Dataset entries
-- Opening Marker --

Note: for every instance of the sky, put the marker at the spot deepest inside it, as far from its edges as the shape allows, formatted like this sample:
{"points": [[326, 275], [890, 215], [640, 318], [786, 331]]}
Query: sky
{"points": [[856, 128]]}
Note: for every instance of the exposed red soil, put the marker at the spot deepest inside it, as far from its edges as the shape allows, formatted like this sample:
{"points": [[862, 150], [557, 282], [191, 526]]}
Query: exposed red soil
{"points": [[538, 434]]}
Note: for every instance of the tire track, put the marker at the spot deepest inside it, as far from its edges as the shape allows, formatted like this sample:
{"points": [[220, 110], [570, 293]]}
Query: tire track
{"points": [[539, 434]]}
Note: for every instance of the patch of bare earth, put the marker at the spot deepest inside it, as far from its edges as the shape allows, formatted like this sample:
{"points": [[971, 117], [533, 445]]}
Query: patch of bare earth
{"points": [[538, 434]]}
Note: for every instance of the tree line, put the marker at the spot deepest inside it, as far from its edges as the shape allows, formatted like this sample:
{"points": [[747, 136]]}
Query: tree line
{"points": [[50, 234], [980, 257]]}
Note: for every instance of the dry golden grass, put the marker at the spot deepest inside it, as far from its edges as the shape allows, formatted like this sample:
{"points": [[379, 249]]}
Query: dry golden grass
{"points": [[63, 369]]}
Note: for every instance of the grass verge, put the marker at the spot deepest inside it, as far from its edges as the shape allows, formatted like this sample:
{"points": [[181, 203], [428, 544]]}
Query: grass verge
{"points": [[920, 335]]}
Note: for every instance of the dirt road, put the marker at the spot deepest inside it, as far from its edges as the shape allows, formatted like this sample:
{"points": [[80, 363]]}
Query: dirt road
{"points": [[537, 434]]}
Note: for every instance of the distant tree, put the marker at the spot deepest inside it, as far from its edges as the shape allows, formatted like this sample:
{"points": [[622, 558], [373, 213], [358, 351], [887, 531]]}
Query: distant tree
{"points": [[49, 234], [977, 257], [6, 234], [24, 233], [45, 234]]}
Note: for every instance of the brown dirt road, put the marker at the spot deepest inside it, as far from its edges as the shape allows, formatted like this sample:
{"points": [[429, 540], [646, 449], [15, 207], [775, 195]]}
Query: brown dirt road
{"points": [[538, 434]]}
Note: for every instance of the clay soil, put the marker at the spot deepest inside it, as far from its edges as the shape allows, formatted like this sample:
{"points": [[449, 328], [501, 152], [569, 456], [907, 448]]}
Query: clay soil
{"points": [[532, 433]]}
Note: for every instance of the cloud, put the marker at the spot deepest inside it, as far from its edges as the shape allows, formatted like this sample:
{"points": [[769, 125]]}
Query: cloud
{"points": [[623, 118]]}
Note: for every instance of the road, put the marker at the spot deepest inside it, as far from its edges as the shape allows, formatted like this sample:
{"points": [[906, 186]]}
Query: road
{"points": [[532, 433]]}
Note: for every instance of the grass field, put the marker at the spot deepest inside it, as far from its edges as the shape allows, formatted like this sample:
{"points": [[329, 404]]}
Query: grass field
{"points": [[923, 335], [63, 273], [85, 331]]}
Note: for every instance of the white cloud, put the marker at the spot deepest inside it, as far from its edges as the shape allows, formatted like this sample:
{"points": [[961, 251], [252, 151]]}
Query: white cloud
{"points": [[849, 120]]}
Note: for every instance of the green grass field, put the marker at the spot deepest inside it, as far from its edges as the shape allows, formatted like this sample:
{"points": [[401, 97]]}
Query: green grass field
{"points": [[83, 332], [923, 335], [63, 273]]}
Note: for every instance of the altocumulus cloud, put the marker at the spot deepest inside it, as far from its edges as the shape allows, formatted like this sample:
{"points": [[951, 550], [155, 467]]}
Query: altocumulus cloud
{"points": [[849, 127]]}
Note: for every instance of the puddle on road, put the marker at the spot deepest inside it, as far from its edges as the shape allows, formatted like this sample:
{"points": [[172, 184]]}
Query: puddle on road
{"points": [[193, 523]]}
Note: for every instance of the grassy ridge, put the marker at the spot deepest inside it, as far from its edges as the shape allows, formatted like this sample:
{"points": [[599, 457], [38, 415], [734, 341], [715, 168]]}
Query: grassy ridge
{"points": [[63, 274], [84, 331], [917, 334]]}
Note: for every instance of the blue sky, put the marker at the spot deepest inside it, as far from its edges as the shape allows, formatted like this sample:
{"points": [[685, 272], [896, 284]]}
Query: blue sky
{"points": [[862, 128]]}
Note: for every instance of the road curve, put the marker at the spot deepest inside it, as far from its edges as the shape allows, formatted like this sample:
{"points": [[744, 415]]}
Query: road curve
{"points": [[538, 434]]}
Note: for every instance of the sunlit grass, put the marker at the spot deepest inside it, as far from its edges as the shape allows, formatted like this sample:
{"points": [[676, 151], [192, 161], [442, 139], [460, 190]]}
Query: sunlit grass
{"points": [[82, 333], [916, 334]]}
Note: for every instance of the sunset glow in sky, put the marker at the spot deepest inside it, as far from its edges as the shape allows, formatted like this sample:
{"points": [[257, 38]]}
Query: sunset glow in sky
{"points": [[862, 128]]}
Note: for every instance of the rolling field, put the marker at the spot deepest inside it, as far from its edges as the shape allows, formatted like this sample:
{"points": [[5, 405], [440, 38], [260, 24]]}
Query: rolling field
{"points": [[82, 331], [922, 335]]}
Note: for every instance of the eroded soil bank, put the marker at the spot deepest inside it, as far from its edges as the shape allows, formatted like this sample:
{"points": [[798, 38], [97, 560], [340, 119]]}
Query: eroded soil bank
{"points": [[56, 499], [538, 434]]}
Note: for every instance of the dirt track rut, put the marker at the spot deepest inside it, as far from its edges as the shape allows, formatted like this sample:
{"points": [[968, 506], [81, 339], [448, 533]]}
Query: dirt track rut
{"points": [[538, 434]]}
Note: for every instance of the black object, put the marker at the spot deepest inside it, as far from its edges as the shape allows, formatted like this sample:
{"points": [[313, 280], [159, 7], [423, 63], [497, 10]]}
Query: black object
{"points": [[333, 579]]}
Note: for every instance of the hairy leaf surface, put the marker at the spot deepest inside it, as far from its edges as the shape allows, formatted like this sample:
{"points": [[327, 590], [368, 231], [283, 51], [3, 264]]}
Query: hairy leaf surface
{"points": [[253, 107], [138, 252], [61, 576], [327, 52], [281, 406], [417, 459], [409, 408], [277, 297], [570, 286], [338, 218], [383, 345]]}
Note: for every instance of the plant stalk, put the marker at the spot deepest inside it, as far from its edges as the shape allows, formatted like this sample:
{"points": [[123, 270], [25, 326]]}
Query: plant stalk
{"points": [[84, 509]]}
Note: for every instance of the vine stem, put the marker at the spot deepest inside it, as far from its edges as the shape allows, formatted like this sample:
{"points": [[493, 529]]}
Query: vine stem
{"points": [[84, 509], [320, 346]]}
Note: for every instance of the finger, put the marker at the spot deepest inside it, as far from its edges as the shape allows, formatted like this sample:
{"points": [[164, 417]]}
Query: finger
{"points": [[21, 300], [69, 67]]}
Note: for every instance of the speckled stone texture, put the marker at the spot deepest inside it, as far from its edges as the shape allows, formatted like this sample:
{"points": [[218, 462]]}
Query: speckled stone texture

-- Closing Marker --

Task instructions
Working from the entries above, return all lines that contain "stone".

Task solution
Note: for every instance of the speckled stone texture, put the marker at the spot deepest inside it, as far from its edges as the shape allows, formatted like this sample:
Query: speckled stone texture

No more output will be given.